→ **Texte fourni**:
########

Parler de tapis d'Orient, c'est évoquer les mystères de la Turquie, de la Perse, de l'Inde, les fastes des Mille et Une Nuits, les féeries des palais des califes, la tiédeur des harems et la douce pénombre des mosquées impénétrables.

L'histoire de ces tapis est elle-même toute fabuleuse. En 637, les Arabes pillèrent, à Ctésiphon, le palais des Sassanides et ils s'emparèrent d'un magnifique tapis de valeur fabuleuse et de dimensions fantastiques : « Le Printemps de Chosroès ». L'empereur de Perse l'avait fait tisser tout spécialement pour lui. Considéré comme butin de guerre, il fut transporté à La Mecque et découpé pour servir au paiement de la solde impayée des soldats. Ceci justifie amplement que les Arabes étaient peu sensibles aux valeurs artistiques et esthétiques.

Les pacifiques noueurs de tapis d'Orient virent alors déferler d'autres invasions : Mongols d'abord, Timurides ensuite. Ils pillèrent tout le pays avec un remarquable esprit de rapine éclectique, satisfait par les trésors d'art dont regorgeait la Perse. Pendant un siècle, ils imposèrent aux tisserands perses de filer pour eux la laine des immenses troupeaux. C'est de la sorte que Timur fit de la cour de Samarkand un immense foyer artistique. Son essor ne fut pas brisé, mais au contraire accru par la conquête de Bagdad par les Turcs, puis par les Safavides.

A l'époque des Croisés, ces tapis étaient à la fois objets de luxe et d'art, particulièrement estimés des marchands vénitiens. De là naquit leur rayonnement mondial.

Étudier le tapis d'Orient est réaliser un immense et fastueux voyage dans toute l'Asie, non seulement actuelle mais historique, car des documents démontrent que son ancienneté dépasse cinq mille ans.

########

→ **Données affichées**:
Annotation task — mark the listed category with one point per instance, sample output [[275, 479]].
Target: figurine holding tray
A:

########

→ **Série de tâches**:
[A] Dans le texte fourni, quel nom porte le tapis dont les Arabes s'emparèrent à Ctésiphon ?
[B] Reprenez mot pour mot le passage du texte fourni qui va de « Parler de tapis » jusqu'à « des mosquées impénétrables. » inclus.

→ **Corrigé par tâche**:
[A] « Le Printemps de Chosroès »

[B]
Parler de tapis d'Orient, c'est évoquer les mystères de la Turquie, de la Perse, de l'Inde, les fastes des Mille et Une Nuits, les féeries des palais des califes, la tiédeur des harems et la douce pénombre des mosquées impénétrables.